Give back the whole listing exactly as written, pictures excluded.

*** Begin section ***

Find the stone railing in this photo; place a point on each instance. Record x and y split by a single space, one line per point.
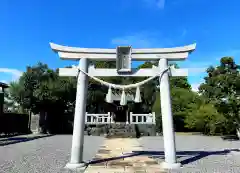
98 118
142 118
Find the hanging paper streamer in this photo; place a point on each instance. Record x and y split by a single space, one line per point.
138 96
123 99
109 98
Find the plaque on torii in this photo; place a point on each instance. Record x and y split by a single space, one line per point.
123 55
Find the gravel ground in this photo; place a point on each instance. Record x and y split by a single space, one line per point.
50 154
199 154
43 155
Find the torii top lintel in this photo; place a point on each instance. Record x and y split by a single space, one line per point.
75 53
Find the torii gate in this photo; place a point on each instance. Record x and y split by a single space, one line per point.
123 57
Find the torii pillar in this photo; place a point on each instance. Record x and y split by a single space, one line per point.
163 55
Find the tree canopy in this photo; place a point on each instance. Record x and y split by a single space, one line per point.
214 110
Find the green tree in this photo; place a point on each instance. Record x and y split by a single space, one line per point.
221 87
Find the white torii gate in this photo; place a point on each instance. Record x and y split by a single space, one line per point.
123 57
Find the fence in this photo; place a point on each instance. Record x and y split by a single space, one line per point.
142 118
108 119
12 123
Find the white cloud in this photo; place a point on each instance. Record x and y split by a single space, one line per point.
14 72
157 3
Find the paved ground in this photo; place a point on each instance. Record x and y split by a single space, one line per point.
43 155
50 154
118 157
199 154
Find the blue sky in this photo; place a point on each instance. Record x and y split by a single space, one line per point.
27 27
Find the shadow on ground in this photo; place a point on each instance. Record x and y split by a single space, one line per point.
14 140
192 155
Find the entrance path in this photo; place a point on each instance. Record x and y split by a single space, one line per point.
117 156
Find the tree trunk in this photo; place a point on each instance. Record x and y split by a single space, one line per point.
42 122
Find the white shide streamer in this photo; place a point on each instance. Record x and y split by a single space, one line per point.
123 101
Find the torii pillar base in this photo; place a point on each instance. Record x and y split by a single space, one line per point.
170 166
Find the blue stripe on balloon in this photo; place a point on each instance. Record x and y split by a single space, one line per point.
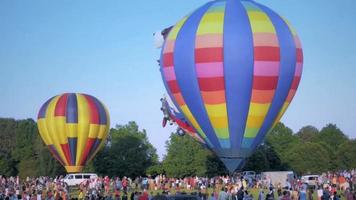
43 109
93 149
72 108
174 100
286 73
247 142
184 62
101 110
238 69
73 149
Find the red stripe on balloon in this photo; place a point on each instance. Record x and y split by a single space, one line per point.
55 154
94 112
205 55
173 86
265 82
66 150
299 55
211 84
168 59
89 144
61 106
295 82
267 53
290 96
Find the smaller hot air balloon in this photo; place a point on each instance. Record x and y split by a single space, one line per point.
174 117
73 126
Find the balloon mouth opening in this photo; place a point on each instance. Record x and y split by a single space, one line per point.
73 169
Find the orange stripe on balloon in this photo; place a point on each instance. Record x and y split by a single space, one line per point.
179 98
204 55
94 112
291 94
209 40
262 96
61 106
89 144
66 151
213 97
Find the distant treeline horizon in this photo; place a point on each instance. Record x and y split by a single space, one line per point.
309 150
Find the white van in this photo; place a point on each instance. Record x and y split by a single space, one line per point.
76 179
311 180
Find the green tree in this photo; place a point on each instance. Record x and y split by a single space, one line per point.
308 134
129 153
346 155
308 158
186 157
265 158
281 139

*** End section ***

_Completed task:_
Find the stone railing in this photo; place a point on each instance. Record x and y split by a single space, one line per point.
98 118
142 118
Find the hanging paper streamer in this photo; place a point on each instance. Record x and y split by a single space, one line per point.
138 96
123 99
109 98
Find the plaque on torii in this photo; place a point on each instance. Record x and y split by a single space, one line per point.
123 55
Find the gravel ground in this photo; place a point on each instance. Record x and y split by a single space, one line per point.
50 154
199 154
43 155
Find the torii top lintel in this photo; place a point on each instance. Record x and y split by a single space, one line per point.
75 53
Find the torii gate in this photo; place a point on each instance. Record x and y split by a single space, one line per point.
123 57
Find the torii pillar in this photo; place a point on each instance. Record x and y split by a single space, one line per point.
163 55
Find the tree canopy in this photo; place a point on each instance. Record x and y split by a single space, one line per point.
214 110
Find the green tree in this photo; place a point on each instance. Record x and y split by a single space, one line per point.
221 87
Find the white torii gate in this photo; place a point on each instance. Record x and y split by a single space, one line per point.
123 57
Find the fence in this photo; place a point on each instance. Record x and y split by a single space, one line per point.
142 118
108 119
12 123
Find the white cloud in this photo; place a point on each instance. Record x and y split by a single space, one line per point.
14 72
157 3
Find the paved ground in this photo; place a point on each instance. Record x and y split by a single space, one line per point.
43 155
50 154
118 157
199 154
Find the blue sky in this photo; place a point on each instance. Record x and y split by a single space, one line per point.
27 27
Find the shadow on ground in this photo; place a point on each instance. Record x and y split by a single space, one line per point.
14 140
192 155
Find the entrance path in this photo; place a point on each instance. Record x and y split by a single space, one line per point.
117 156
Find the tree trunk in this photo; place a point on each instance. Record x and y split by a single space, one line per point.
42 122
Find the white shide streamer in this photo; place a point on each instance. Record x and y split by a single space, one line per point.
123 101
Find the torii pillar base in this photo; place a point on each instance. Record x and y split by a single space, one line per point.
170 166
Find the blue stripe on balloon in this photo; place a point on each instance. Record x and y split by a single space, one line per point.
43 109
93 149
72 108
174 100
286 73
247 142
184 62
101 110
238 69
73 149
Find the red stripe on balloon in this photo; place a point on each instance. Record x and y split by a single space, one line per point.
55 154
94 112
205 55
173 86
265 82
66 150
299 55
211 84
168 59
89 144
61 106
295 82
267 53
290 96
Find the smaller hot air balloon in this photo; place a point on each instance. Record x and y split by a single space, one line per point.
174 117
73 126
Find the balloon mouth opening in this photo; place a point on each instance. Record x and y split by a single space, one line per point.
73 169
Find the orange stripe on balloon in this photo; place a point on each instance. Record x and y split by a single space, one line per point.
179 98
204 55
94 112
291 94
209 40
262 96
61 106
89 144
66 151
213 97
Find the distant treeline horizon in this photo; place a point on each instance. Record x and y split by a single space, one line per point.
309 150
Find the white van in this photo; place a point on each instance. Record x and y split by a single space, one line per point.
76 179
311 180
Find the green tree in this photo; place a point on each instance. Record x and y split by a single space, one line per point.
308 134
129 153
346 155
308 158
186 157
265 158
281 139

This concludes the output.